__TASK INPUTS__
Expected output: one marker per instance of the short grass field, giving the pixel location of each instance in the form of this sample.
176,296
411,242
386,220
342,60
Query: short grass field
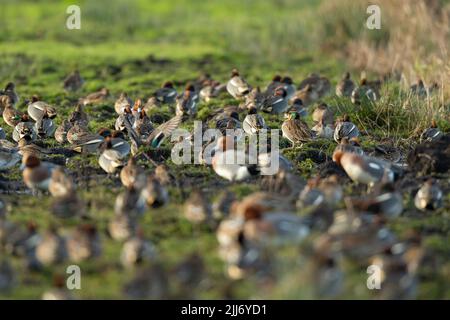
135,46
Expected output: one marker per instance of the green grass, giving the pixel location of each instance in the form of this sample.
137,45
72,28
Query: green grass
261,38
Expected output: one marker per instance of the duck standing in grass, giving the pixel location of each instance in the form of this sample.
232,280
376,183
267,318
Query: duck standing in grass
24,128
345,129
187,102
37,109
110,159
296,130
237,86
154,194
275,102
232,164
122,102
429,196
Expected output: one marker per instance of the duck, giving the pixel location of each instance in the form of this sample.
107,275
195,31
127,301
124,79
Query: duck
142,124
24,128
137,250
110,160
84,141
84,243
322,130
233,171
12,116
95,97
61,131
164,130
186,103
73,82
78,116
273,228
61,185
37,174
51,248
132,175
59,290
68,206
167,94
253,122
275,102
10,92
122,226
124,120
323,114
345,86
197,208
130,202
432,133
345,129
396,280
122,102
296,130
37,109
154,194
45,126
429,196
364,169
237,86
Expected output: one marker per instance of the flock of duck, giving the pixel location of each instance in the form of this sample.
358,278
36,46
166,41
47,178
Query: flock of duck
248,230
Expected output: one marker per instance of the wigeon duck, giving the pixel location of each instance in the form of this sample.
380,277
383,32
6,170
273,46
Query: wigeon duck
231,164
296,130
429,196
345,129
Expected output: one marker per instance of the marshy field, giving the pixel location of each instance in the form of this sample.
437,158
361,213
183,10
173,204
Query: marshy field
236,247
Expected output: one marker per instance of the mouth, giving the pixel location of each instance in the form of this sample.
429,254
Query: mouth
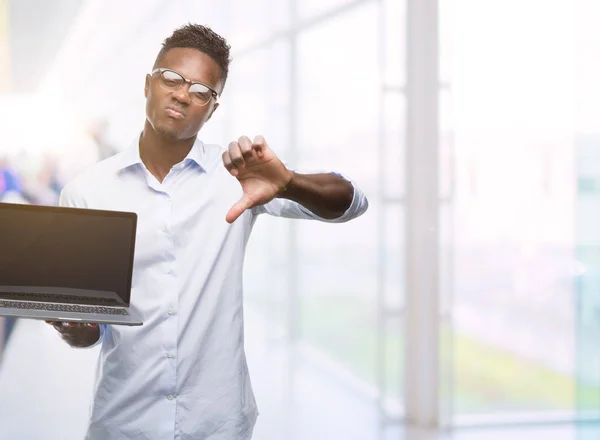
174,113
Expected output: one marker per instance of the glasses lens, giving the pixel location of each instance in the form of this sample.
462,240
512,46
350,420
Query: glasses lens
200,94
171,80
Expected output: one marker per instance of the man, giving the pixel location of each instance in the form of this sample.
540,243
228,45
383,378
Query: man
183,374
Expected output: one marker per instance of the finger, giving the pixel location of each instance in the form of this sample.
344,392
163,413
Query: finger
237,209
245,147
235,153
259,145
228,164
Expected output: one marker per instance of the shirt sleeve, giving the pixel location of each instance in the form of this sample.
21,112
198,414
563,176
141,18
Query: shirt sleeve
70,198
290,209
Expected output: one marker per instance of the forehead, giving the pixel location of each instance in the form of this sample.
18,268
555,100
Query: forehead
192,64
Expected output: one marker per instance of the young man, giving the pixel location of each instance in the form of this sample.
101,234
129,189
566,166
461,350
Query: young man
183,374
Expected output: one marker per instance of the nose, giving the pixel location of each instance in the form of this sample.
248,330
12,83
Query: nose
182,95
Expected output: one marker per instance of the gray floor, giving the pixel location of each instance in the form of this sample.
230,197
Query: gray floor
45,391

__TASK INSTRUCTIONS__
Output as a JSON list of strings the stretch from the line containing "Expected output: one marker per instance of the man, giving" through the end of the rows, with one string per line and blank lines omitted.

__CORRECT RESULT__
[
  "Expected output: one marker per instance of the man, giving the pixel location of each instance in the form of this sample.",
  "540,243",
  "228,45",
  "383,378",
  "Query: man",
  "183,374",
  "Expected output: one marker per instance of the finger, giving the pixel location of each instance in the form of this sample.",
  "344,392",
  "163,413",
  "Query: finger",
  "237,209",
  "245,147",
  "235,153",
  "259,145",
  "228,164",
  "Expected output: one marker per instance of the shirt sleeve, giving the pixel location of each instance in the form of this sample.",
  "21,112",
  "198,414",
  "563,176",
  "141,18",
  "Query: shirt sleeve",
  "70,198",
  "290,209",
  "Expected output: one marker per instance of the forehead, giving the pixel location of each instance in the form of this sample.",
  "18,268",
  "555,100",
  "Query: forehead",
  "192,64",
  "Expected output: one marker per instance of the young man, giving the pixel location of each instance in the form of this sample.",
  "101,234",
  "129,189",
  "566,166",
  "461,350",
  "Query: young man",
  "183,374",
  "Expected output: one marker per instance of the nose, giving the pixel location of each instance in the form of this sample.",
  "248,330",
  "12,83",
  "Query: nose",
  "182,95",
  "Expected output: one marker per instance of the gray floor, giving the pixel location of each instance in the form of this sample.",
  "230,197",
  "Query: gray floor",
  "45,391"
]